▶ TEXT SHOWN
_ _ _

I find it really hard to write about the next half hour, I am still so angry.
There seems to be a lot of green masked people, thinking back there were probably about 7 or so, my nightie was on the wrong way, there was much talking between them all and I remember one of the nurses shouting at the surgeon to speak ‘Castillan’ instead of Catalan to me. I thought I was going to be put to sleep so I wasn’t too concerned but they just kept fussing. Then they made me sit up, OH SHIT! They were giving me a spinal block. Can I just say that my epidural with Joseph – never felt a thing! Spinal block – Oh my lord! The shock of it at first, then the anaesthetist kept saying 'left' or 'right' meaning I assume which leg would go numb, I swear my left leg got it twice and I never felt it in my right. Why did they do a local for such a procedure? I have never been so terrified in my life! My only saving grace was the needle in my hand. The nurse who put it in made such a bad job of it that every time they attached me to a new drip or painkillers it hurt like crazy. They decided to play around with it whilst I was in theatre, it hurt like mad but I could have kissed them all because they at the very least gave me a distraction from what else was going on.
Pretty much by the time the nurses had stopped fannying around with my drip the doctor informed me ‘esta’ (that’s it). I was then wheeled over to a recovery bay to wait for my elephant legs to return to normal. Clearly my legs don’t respond too well to spinal blocks because two c-section women were brought in and their babies delivered in the time I was willing my legs to start working again. All the time watching the clock tick through from OK visiting hours for Joseph to his bedtime and way beyond…
I finally got discharged from hospital at 11.45am Saturday morning, having spent more time in there then when I had actually given birth at the same hospital 3 years earlier.
Oh and it seems almost petty to complain about this, but my right heel now has an acute stabbing pain in it, a side effect from the Spinal block surely?

_ _ _

▶ RECORDS PROVIDED
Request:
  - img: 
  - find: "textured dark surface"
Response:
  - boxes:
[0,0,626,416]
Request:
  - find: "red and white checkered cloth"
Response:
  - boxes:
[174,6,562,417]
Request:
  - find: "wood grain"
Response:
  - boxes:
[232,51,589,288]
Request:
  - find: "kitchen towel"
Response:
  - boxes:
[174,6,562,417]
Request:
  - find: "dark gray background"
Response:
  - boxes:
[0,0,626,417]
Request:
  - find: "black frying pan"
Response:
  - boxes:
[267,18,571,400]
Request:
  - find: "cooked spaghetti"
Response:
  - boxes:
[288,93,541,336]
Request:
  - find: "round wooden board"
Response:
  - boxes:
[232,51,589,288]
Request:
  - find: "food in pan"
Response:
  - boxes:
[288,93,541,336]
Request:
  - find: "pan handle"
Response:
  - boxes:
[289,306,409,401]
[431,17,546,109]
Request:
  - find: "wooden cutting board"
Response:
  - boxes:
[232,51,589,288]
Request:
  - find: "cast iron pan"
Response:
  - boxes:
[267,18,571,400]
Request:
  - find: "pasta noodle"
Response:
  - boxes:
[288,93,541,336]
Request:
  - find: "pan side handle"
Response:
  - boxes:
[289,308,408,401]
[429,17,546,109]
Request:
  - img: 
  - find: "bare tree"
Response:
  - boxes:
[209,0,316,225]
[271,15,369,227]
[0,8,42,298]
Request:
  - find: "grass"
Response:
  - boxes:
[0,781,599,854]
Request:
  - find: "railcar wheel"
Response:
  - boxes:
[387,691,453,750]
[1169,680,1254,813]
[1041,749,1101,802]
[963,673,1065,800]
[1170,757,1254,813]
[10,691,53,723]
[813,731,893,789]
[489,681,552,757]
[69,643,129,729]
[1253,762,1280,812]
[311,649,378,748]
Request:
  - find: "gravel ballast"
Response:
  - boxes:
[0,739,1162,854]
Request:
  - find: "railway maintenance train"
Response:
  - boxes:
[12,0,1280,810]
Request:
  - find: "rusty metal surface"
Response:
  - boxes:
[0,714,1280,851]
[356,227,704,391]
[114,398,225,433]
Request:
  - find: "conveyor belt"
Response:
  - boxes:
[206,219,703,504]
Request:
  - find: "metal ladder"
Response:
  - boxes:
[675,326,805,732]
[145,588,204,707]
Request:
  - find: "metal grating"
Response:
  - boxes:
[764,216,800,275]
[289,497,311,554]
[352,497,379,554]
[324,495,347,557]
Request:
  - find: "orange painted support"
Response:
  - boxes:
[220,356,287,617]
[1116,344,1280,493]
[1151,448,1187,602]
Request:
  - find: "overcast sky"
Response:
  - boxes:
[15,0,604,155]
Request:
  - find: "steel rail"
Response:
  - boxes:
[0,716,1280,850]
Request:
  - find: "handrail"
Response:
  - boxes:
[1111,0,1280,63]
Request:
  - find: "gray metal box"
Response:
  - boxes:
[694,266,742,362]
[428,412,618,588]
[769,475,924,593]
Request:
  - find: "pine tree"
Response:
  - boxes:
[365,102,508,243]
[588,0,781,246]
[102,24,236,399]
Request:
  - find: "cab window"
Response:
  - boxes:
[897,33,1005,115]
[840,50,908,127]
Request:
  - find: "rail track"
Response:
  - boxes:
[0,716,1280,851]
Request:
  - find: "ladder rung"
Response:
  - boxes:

_ _ _

▶ TASK GOAL
In the hospital account, at what time and on what day was the writer discharged?

▶ SOLUTION
At 11.45am on Saturday morning.